- _Exercise description_
Change every "rough mask" in the records below to "coarse mask", leaving everything else as it is, and write the records out again without the pictures.
─── Records ───
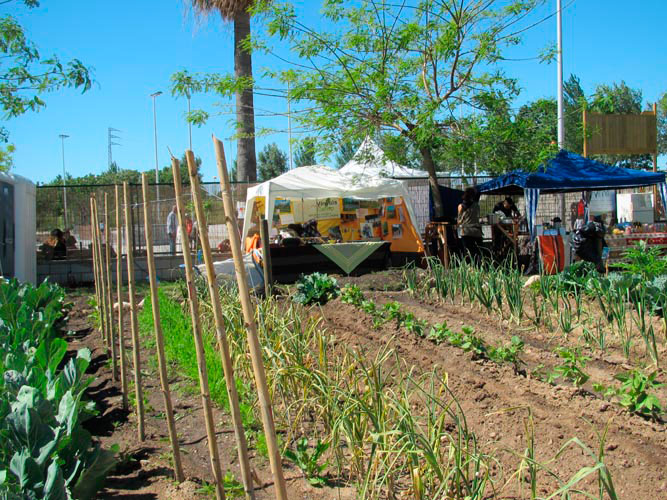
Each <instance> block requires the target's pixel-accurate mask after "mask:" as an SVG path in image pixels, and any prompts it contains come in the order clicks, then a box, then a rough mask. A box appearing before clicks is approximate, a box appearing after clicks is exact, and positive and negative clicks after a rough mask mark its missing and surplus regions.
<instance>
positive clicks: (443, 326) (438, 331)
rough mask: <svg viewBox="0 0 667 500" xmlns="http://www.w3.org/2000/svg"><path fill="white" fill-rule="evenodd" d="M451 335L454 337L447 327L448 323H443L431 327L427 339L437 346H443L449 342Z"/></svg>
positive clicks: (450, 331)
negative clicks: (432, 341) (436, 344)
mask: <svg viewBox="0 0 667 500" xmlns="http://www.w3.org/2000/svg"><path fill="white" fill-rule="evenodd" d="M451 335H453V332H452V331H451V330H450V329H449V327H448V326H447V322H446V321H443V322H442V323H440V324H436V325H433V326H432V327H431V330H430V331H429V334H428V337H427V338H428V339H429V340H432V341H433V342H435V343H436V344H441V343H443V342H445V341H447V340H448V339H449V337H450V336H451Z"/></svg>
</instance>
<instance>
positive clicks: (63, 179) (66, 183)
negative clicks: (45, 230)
───
- _Solution_
Each <instance> block requires the target's pixel-accurate mask after "mask:" as an SVG path in image pixels, and any prompts it contains come in the order clicks, then a box, then a coarse mask. A box appearing before clicks is approximate, a box appearing after clicks is exact, and positive and negative clicks after a coarse mask mark its missing and surplus regions.
<instance>
positive clicks: (443, 326) (438, 331)
coarse mask: <svg viewBox="0 0 667 500" xmlns="http://www.w3.org/2000/svg"><path fill="white" fill-rule="evenodd" d="M451 335L454 337L447 327L448 323H443L431 327L427 339L437 346H443L449 342Z"/></svg>
positive clicks: (450, 331)
negative clicks: (432, 341) (436, 344)
mask: <svg viewBox="0 0 667 500" xmlns="http://www.w3.org/2000/svg"><path fill="white" fill-rule="evenodd" d="M451 335H453V332H452V331H451V330H450V329H449V327H448V326H447V322H446V321H443V322H442V323H440V324H436V325H433V326H432V327H431V330H430V331H429V334H428V337H427V338H428V339H429V340H432V341H433V342H435V343H436V344H441V343H443V342H445V341H447V340H448V339H449V337H450V336H451Z"/></svg>
</instance>
<instance>
positive clicks: (63, 179) (66, 183)
negative clicks: (45, 230)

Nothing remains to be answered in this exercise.